Jeanne Fourneau

Photographe sélectionnée aux Nuits Photographiques de Pierrevert 2024

Jeanne Fourneau a 26 ans et est originaire de la banlieue de Lille, entre la ville et les champs de monocultures. Déjà photographe en parallèle de ses études, Jeanne a reçu en 2022 son diplôme de master journalisme en presse écrite au CFJ de Paris avant de se dédier à la photographie documentaire. Son travail raconte des histoires sociales et politiques, souvent décalées, jamais complaisantes. Les minorités de genres évoluant dans l’espace public, avec sa propre découverte du cycloféminisme ; la biodiversité face à la machine productiviste avec un travail sur l’agriculture alternative ou sur les plantes de friches urbaines ; la résilience culturelle suite à l’exploitation massive des sols et des personnes dans le Bassin minier du Nord… Après avoir travaillé au Maroc, en Corse et à Paris, Jeanne revient dans les territoires de son enfance vivre entre Lille et Bruxelles en 2023 pour y développer un regard d’auteurice.

******************************

▶ [Consignes]
1. Répondez à ces questions sur la présentation de Jeanne Fourneau :
(a) Quel âge a Jeanne Fourneau ?
(b) En quelle année a-t-elle obtenu son master, et dans quelle école ?
(c) Entre quelles villes vit-elle depuis 2023 ?
2. Rédigez la suite de la présentation de Jeanne Fourneau, en reprenant après sa dernière phrase.
Le matériel qui suit n'a aucun lien avec la présentation de Jeanne Fourneau.

▶ [Éléments enregistrés]
******************************

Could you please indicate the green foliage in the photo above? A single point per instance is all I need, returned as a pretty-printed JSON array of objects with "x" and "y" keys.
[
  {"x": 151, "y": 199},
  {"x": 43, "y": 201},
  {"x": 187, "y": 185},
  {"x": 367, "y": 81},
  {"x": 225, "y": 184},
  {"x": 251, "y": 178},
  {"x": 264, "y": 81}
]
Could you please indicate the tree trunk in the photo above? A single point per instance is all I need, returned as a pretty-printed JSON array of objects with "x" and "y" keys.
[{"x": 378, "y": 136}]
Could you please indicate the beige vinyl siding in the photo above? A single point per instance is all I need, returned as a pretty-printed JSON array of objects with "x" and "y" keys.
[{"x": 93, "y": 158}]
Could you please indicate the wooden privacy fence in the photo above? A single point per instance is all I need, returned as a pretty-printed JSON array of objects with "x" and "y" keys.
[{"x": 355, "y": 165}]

******************************

▶ [Réponses attendues]
1.
(a) Elle a 26 ans.
(b) En 2022, au CFJ de Paris.
(c) Entre Lille et Bruxelles.

2.
Ses photos ont déjà été publiées dans Le Monde, Libération, Reporterre, Pays, Sphères Magazine, Courrier international, Politis…

Site Internet : www.jeannefourneau.com

Instragram : @jeannefourneau

Série présentée : Ni mari ni moteur

« Libérez les cyclistes enfermé·e·s dans les voitures ! » Dans la nuit noire marseillaise, une vingtaine de cyclistes membres d’un même collectif fend le bitume pour entonner des slogans pro-vélo. « Violence sexiste, riposte cycliste ! » Face aux klaxons, leurs grelots tintent de concert. La tête de cortège de la bien-nommée ‘Collective des Déchaîné·e·s’ poursuit au mégaphone : « Les goudous à deux roues, les tapettes à bicyclette ! »

Les vélorutions existent depuis plusieurs décennies, mais celle-ci se revendique d’un nouveau genre. Il
s’agit d’une ride cycloféministe. Les cyclistes revendiquent toujours l’utilisation du deux roues non motorisé dans des espaces où l’aménagement urbain est surtout propice à la voiture. À cette lutte décroissante, s’ajoutent aussi celles des queer
intersectionnel·les. Au-dehors et dans l’intime, le cycloféminisme utilise le vélo comme outil d’émancipation.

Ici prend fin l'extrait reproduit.